[Image point grounding data]
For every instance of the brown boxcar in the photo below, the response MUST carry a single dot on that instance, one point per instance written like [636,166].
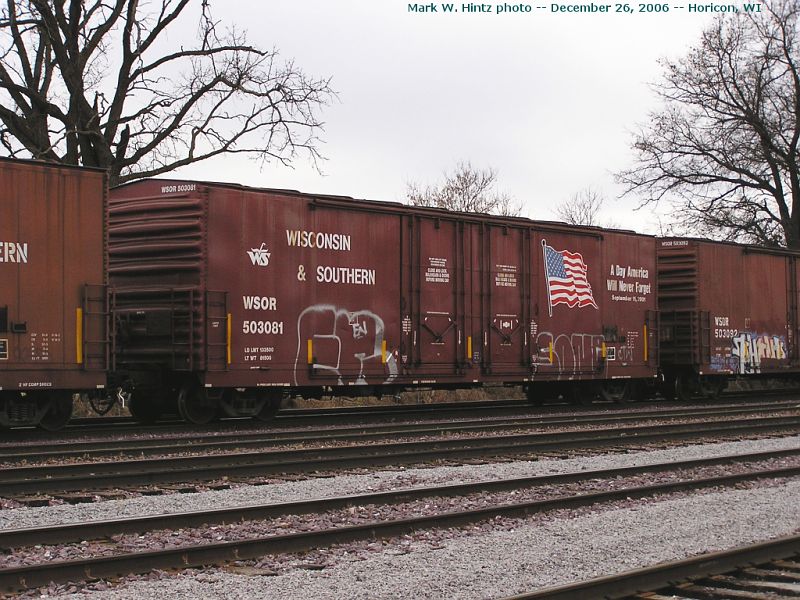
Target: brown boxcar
[230,296]
[726,309]
[52,300]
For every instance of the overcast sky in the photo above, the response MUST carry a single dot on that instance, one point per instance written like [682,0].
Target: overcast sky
[548,100]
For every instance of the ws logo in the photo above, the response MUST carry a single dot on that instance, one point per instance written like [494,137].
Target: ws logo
[259,256]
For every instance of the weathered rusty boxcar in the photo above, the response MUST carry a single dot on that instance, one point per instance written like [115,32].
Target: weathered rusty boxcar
[52,299]
[230,296]
[726,309]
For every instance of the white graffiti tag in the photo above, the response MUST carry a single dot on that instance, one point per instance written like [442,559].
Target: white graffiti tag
[335,336]
[750,349]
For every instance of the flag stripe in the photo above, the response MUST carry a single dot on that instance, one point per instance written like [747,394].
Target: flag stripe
[566,278]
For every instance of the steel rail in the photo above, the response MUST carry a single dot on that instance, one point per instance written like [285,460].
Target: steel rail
[667,574]
[103,475]
[26,577]
[15,538]
[310,416]
[261,438]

» WHAT IS BEING ASKED
Could you quote, exactly as they appear, the line containing "For every instance of the ws" and every line after it to the end of the records above?

» SOLUTION TO THIS TASK
For every instance of the ws logo in the photo above, the response MUST carry a single dot on that instance, one point per instance written like [494,137].
Target: ws logo
[259,256]
For every instance of the weathered rusty boxcar in the photo above, the response MUST carry a single dot on that instance, one point per instance written like [115,32].
Target: weathered rusty boxcar
[52,299]
[230,296]
[726,309]
For every instance of the white graffiti tag in the photo above, the response MUST carry a single dot on that instance, one point per instance written like [442,559].
Target: white graffiti tag
[335,336]
[750,349]
For every instance of the flag stripe in the photo above, the response MUST carry a single dot on that instance, one point per instance written like [747,394].
Target: flag stripe
[566,278]
For every instance of the steel rail in the photo above, the response MUST carry a single dot on that instance, one point per instance written like [285,460].
Target: steel rail
[667,574]
[103,475]
[26,577]
[15,538]
[310,416]
[261,438]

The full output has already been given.